Stored items
----------------

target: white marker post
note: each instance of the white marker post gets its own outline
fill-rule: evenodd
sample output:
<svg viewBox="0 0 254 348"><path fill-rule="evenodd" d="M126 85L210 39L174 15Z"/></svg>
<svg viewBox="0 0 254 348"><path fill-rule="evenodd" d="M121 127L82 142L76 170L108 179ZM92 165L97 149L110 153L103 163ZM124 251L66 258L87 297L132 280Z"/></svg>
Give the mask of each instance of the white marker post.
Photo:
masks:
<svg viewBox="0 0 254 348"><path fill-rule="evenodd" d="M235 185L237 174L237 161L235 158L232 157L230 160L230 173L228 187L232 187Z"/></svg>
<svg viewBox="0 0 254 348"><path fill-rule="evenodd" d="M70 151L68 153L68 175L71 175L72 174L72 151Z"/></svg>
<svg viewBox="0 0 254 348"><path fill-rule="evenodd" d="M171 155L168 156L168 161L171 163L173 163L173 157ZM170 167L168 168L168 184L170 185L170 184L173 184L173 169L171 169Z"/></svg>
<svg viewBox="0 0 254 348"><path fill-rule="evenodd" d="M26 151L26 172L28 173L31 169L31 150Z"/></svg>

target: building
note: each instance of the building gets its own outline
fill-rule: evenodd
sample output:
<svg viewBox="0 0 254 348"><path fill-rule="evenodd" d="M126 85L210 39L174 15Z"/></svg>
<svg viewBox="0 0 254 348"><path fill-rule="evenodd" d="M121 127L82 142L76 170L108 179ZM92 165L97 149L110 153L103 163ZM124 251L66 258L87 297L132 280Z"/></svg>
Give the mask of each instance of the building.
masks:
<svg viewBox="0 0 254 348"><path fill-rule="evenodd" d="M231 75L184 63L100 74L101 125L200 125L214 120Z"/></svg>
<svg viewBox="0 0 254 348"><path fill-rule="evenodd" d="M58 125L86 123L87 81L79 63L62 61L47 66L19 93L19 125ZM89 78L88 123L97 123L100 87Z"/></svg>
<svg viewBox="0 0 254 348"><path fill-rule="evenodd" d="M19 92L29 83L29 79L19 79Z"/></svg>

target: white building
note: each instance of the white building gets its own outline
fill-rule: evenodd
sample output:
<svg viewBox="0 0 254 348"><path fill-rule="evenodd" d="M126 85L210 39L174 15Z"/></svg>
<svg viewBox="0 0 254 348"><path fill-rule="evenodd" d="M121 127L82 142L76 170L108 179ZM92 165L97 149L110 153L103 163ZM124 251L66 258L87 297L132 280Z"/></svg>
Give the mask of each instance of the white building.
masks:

----------------

What is expected
Extract the lines of the entries from the line containing "target: building" through the line containing "125L86 123L87 81L79", both lines included, and reproduce them character for character.

Answer to this problem
target: building
note: each instance of the building gets its own outline
fill-rule: evenodd
sample output:
<svg viewBox="0 0 254 348"><path fill-rule="evenodd" d="M126 85L210 39L174 15Z"/></svg>
<svg viewBox="0 0 254 348"><path fill-rule="evenodd" d="M121 127L82 142L76 170L108 179ZM92 165L97 149L110 153L103 163ZM124 251L66 258L87 297L132 280Z"/></svg>
Give the mask of each instance of the building.
masks:
<svg viewBox="0 0 254 348"><path fill-rule="evenodd" d="M231 75L184 63L100 74L101 125L200 125L214 120Z"/></svg>
<svg viewBox="0 0 254 348"><path fill-rule="evenodd" d="M58 125L86 123L87 81L79 63L62 61L47 66L19 93L19 125ZM89 78L88 123L97 123L100 87Z"/></svg>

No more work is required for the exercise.